- [EXERCISE BRIEF]
Lines with "petal": state how many there are in the records below, and nothing else.

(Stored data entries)
····················

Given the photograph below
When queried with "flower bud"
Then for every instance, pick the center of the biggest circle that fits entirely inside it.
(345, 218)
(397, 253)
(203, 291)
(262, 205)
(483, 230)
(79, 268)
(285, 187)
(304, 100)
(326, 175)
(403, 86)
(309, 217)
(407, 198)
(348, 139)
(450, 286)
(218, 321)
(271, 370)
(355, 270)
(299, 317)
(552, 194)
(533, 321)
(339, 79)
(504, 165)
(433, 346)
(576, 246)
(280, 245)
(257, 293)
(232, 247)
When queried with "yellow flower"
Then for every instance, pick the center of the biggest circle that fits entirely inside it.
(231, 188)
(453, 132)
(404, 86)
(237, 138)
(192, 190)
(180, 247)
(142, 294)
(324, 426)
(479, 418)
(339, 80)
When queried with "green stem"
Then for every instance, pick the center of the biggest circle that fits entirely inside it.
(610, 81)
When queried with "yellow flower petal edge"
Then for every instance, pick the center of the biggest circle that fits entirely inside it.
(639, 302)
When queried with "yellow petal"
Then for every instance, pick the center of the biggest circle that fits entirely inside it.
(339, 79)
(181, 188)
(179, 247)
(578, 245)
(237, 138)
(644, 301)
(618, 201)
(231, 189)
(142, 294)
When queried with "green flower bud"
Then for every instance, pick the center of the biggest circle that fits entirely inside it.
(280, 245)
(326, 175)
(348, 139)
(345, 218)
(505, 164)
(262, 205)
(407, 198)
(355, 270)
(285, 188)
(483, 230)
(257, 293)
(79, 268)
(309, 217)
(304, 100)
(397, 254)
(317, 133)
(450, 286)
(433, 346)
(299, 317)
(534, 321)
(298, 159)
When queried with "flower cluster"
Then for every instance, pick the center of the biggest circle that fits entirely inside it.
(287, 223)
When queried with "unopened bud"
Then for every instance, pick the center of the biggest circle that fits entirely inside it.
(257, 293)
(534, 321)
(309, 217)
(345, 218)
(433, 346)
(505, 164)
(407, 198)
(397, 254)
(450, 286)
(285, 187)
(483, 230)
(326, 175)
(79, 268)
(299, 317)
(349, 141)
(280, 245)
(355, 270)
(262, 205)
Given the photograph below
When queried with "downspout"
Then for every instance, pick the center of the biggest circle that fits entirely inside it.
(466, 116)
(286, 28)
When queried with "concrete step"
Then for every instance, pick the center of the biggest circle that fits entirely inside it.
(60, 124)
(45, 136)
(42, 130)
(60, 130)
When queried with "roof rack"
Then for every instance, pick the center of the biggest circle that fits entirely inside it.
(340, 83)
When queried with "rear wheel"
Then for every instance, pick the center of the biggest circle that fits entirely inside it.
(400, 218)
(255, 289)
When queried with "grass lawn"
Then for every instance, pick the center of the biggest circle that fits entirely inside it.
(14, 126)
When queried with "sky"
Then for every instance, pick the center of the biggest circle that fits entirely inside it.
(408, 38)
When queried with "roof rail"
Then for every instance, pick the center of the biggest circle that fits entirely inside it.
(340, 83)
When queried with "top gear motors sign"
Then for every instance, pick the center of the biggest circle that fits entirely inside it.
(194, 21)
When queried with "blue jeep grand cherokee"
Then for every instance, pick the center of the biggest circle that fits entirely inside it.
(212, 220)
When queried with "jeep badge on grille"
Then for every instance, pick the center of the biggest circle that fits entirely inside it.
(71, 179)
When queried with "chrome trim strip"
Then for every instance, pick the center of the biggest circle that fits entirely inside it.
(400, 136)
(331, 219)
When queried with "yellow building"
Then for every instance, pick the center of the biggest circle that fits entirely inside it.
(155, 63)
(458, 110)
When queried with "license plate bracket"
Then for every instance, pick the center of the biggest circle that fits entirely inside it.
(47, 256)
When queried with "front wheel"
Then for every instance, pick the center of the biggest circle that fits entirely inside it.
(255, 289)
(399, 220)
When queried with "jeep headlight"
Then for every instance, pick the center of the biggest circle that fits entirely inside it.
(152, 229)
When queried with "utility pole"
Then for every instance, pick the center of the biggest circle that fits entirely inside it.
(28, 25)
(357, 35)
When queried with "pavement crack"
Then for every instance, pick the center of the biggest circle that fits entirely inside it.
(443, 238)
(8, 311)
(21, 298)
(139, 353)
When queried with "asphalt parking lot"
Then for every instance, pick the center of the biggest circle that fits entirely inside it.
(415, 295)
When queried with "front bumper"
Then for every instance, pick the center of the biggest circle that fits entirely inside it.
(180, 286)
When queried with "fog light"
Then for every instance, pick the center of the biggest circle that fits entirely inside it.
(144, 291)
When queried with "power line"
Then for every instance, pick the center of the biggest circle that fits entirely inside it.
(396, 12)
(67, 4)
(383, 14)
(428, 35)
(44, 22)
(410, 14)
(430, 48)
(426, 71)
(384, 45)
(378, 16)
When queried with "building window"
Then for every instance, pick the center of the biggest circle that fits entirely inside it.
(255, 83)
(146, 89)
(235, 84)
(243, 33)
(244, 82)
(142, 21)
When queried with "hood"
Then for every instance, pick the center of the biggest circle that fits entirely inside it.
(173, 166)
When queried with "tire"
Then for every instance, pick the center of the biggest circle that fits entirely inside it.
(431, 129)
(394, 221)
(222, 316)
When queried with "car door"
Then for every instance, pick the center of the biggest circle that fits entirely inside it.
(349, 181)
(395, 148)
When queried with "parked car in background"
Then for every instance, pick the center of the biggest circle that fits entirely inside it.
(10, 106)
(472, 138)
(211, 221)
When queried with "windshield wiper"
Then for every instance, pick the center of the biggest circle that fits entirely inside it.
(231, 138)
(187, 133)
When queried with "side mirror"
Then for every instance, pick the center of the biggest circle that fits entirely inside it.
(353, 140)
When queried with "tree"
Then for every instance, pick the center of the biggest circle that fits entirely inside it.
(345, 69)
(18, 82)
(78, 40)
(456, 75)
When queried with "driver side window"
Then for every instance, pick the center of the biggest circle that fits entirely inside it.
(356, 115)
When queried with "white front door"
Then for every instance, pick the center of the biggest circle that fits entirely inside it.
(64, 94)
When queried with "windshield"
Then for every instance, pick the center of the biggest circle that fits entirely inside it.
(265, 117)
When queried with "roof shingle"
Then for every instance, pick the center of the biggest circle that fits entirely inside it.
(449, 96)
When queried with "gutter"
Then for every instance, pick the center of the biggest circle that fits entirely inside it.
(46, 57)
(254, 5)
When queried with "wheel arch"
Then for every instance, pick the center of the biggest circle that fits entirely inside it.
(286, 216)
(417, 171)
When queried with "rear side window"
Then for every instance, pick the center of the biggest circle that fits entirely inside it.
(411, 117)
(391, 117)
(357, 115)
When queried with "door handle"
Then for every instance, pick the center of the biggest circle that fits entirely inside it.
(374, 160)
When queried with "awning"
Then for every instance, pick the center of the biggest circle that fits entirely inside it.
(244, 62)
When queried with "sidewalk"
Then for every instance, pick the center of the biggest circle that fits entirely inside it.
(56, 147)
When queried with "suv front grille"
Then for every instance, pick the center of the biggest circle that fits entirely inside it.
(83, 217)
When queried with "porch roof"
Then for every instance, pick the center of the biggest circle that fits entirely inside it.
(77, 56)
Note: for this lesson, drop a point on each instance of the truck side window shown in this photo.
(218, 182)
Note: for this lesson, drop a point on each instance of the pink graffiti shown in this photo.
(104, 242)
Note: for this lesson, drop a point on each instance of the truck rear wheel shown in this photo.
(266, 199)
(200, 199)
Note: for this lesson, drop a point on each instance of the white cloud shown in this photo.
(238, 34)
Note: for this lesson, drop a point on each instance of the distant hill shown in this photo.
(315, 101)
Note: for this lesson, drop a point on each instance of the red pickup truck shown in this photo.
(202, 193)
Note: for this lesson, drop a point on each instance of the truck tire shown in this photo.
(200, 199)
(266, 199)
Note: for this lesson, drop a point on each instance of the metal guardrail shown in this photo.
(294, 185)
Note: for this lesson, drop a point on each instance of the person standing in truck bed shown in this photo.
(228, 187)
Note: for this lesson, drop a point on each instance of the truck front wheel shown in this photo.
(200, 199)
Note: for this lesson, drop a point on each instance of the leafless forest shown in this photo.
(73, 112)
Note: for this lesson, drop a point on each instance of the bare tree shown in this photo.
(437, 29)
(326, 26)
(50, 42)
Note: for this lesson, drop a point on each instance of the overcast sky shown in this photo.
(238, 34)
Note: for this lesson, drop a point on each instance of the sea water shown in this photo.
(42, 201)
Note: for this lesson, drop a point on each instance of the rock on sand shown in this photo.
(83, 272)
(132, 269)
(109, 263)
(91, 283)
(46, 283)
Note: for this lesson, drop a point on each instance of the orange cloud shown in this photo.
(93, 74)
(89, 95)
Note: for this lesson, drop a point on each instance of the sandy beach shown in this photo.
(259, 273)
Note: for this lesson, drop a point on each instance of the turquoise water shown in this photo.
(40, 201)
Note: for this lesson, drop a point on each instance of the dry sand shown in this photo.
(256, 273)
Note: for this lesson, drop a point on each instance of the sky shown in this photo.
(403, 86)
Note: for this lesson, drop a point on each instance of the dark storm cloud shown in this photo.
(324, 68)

····················

- [SOLUTION BELOW]
2